• [WHAT THE EXERCISE ASKS]:
Please retype each line of the listing below word for word, leaving out the pictures.

[START OF MATERIAL]

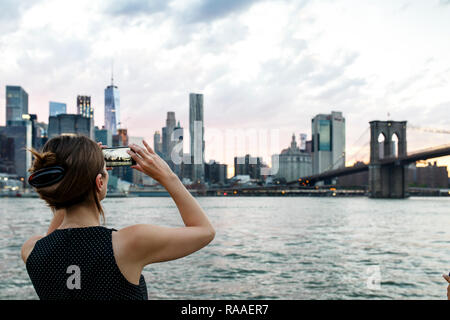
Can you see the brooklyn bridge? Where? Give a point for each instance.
(387, 173)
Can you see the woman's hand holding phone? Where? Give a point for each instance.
(148, 162)
(447, 277)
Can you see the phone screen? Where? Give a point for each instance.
(117, 157)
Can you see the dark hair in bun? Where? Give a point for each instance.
(82, 160)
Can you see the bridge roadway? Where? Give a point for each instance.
(424, 154)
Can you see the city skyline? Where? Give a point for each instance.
(253, 74)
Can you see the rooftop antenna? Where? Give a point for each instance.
(112, 73)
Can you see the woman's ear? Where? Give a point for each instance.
(99, 182)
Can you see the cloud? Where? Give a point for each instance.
(210, 10)
(11, 12)
(132, 8)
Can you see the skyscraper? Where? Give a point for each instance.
(112, 108)
(196, 132)
(56, 108)
(84, 106)
(157, 145)
(328, 142)
(167, 143)
(16, 104)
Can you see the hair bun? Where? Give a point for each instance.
(42, 160)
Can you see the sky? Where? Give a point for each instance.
(263, 66)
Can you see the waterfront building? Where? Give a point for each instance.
(196, 132)
(157, 144)
(216, 173)
(430, 176)
(18, 137)
(328, 142)
(16, 104)
(112, 108)
(104, 136)
(167, 132)
(56, 108)
(248, 165)
(84, 106)
(293, 162)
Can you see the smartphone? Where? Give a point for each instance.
(117, 157)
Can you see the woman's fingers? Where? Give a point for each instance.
(140, 151)
(137, 167)
(446, 277)
(101, 145)
(150, 150)
(136, 158)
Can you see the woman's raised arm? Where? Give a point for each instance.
(149, 243)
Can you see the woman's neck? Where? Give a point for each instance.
(81, 215)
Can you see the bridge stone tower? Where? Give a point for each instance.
(387, 180)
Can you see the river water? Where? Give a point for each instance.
(272, 247)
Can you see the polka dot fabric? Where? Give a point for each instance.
(90, 249)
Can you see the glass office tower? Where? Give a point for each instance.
(16, 104)
(57, 108)
(112, 108)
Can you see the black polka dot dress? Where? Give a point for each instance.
(79, 263)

[END OF MATERIAL]

• [CORRECT RESPONSE]:
Can you see the brooklyn bridge? Where? Give a point for each instance.
(387, 173)
Can you see the woman's hand holding phone? Where? Give a point for each instance.
(148, 162)
(447, 277)
Can you see the phone screen? Where? Give a point for each instance.
(117, 157)
Can you see the dark hair in bun? Where? Give a point for each instance.
(82, 160)
Can you see the bridge roadway? Where? Give a point for each instance.
(424, 154)
Can you see the city skyline? Where? Give a point for each instance.
(253, 74)
Can you see the rooftop antenna? Where? Give a point for each instance.
(112, 73)
Can you see the woman's ear? Where? Give a point for each instance.
(99, 182)
Can you see the cloud? Where? Give a point for each instance.
(210, 10)
(11, 12)
(132, 8)
Can you see the skyscraper? Where? Give a point for each instance.
(112, 108)
(196, 132)
(56, 108)
(84, 106)
(157, 145)
(328, 142)
(167, 143)
(16, 104)
Can you see the hair bun? Where? Give a point for each instance.
(42, 160)
Can you see the sky? Where? Give a point for each instance.
(263, 66)
Can you see the waterfront building? Where? Give a point for each instance.
(196, 132)
(157, 144)
(216, 173)
(430, 176)
(18, 137)
(328, 142)
(16, 104)
(112, 108)
(104, 136)
(167, 132)
(56, 108)
(248, 165)
(84, 106)
(293, 162)
Can you see the smartphone? Where? Give a point for each instance.
(117, 157)
Can you see the woman's fingers? Where? Give a point for each instance.
(140, 151)
(137, 167)
(446, 277)
(101, 145)
(150, 150)
(136, 158)
Can you see the woman's raised arm? Where? Give a point for each instance.
(149, 243)
Can you see the woman's neck? Where? Give a point for each instance.
(81, 215)
Can you see the bridge stone tower? Where? Give a point for each instance.
(387, 180)
Can you see the river water? Where? Give a point for each instance.
(272, 247)
Can you see the polka dot fabric? Where? Give a point for each instance.
(90, 249)
Can you see the glass office tower? Where? Give a point for each instance.
(16, 104)
(57, 108)
(112, 108)
Can you see the black polka dot dress? Where? Give a point for each instance.
(79, 263)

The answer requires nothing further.